# Task details
Lines of the records that hold the word "below" are to be counted; give the number and nothing more.

# Listed entries
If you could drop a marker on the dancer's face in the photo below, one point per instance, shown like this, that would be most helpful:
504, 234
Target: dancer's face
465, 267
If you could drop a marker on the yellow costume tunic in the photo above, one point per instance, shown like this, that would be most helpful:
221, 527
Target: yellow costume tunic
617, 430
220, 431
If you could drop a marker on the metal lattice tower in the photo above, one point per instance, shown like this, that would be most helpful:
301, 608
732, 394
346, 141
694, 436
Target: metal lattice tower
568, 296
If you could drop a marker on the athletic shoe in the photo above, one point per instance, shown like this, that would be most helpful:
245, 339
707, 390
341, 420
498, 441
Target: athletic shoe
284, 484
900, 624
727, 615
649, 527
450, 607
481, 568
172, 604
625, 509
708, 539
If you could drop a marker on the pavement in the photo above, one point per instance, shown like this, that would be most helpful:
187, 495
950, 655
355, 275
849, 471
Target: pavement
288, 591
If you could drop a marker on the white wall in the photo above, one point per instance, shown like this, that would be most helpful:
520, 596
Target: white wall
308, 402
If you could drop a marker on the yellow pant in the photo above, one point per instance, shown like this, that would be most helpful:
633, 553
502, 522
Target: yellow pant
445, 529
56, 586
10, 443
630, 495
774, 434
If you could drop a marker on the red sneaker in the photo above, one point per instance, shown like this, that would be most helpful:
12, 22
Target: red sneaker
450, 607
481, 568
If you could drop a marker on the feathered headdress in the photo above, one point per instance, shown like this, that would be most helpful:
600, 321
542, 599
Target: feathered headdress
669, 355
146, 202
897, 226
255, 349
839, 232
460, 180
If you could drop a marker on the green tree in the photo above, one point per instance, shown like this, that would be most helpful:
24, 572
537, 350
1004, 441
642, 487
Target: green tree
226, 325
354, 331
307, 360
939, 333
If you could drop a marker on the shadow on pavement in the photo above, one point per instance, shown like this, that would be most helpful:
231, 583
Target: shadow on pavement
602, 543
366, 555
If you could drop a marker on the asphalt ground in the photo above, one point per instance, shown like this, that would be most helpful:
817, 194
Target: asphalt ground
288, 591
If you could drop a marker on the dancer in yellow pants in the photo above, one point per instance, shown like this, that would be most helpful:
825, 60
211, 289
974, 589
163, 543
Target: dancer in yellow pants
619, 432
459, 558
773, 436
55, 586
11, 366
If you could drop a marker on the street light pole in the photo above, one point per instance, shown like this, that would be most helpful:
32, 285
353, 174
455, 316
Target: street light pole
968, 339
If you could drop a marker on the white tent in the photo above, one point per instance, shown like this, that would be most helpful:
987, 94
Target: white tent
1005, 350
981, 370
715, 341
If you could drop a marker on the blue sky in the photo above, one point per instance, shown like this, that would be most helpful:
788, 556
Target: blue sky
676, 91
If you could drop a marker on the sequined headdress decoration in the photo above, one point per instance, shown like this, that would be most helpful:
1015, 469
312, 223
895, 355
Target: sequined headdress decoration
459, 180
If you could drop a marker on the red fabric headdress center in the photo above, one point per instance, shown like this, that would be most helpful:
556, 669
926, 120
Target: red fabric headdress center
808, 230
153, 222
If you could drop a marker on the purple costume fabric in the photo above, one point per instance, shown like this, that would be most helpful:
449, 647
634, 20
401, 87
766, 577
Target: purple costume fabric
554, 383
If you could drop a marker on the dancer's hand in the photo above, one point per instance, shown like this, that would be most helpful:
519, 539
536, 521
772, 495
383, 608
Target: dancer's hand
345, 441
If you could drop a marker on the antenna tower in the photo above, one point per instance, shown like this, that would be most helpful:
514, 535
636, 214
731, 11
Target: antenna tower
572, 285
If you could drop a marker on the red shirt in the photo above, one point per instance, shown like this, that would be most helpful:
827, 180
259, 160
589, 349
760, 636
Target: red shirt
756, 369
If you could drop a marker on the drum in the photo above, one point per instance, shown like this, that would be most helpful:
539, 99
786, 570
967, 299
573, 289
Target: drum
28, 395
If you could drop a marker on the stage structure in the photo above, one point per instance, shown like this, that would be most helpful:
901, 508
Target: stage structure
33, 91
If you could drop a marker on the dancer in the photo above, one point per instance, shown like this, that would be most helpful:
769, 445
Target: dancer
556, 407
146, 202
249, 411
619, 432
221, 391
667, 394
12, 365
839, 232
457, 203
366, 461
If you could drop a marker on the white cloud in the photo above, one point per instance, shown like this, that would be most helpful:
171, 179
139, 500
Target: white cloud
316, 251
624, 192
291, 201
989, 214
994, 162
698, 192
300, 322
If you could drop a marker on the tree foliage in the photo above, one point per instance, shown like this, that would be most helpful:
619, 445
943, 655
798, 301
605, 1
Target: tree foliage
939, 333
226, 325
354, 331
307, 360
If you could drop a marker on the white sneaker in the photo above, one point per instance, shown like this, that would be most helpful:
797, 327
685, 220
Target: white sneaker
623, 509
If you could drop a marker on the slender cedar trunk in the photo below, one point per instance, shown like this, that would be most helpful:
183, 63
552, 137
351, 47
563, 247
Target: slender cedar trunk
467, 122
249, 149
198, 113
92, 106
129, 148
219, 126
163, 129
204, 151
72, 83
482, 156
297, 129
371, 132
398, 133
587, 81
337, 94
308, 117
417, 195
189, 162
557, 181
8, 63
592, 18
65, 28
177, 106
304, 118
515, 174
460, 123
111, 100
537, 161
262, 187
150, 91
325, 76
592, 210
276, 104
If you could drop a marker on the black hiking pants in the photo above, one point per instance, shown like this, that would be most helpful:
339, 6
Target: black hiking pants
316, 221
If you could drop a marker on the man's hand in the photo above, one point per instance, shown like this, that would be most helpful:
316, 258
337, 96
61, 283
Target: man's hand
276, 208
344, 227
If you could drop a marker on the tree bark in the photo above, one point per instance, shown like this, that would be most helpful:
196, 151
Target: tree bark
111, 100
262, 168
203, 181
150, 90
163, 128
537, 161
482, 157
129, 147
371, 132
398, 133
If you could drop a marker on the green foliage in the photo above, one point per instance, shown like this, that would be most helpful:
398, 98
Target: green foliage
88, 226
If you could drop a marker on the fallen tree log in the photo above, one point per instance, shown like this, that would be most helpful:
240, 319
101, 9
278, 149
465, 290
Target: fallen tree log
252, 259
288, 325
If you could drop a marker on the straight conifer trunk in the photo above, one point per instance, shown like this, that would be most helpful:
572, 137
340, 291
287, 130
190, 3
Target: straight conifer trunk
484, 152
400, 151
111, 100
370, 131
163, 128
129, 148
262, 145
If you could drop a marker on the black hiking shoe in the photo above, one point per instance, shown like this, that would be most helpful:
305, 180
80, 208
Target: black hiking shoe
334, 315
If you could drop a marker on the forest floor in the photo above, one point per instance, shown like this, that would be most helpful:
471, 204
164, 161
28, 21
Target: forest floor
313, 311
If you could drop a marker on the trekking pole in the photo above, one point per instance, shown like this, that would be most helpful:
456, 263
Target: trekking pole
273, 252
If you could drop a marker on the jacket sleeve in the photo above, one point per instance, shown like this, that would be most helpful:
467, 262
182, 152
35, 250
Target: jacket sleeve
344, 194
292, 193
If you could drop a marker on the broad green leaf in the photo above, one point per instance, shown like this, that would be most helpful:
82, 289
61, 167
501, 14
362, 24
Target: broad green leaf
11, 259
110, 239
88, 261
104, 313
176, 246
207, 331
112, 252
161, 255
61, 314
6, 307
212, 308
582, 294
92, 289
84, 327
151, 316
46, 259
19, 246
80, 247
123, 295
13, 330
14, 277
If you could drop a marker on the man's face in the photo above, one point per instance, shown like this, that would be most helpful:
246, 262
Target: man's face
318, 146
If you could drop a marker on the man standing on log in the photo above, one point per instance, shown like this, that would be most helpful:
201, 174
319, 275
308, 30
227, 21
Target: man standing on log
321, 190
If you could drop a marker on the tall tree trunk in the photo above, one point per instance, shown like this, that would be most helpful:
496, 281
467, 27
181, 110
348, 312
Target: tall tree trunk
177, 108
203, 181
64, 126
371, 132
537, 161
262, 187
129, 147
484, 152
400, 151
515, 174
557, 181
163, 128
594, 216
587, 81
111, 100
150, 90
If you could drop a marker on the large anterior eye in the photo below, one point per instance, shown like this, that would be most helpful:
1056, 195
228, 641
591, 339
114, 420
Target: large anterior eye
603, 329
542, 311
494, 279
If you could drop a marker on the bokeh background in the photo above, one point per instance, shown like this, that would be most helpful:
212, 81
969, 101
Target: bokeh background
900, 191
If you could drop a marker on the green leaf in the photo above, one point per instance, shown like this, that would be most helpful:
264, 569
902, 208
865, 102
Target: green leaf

# Written solution
3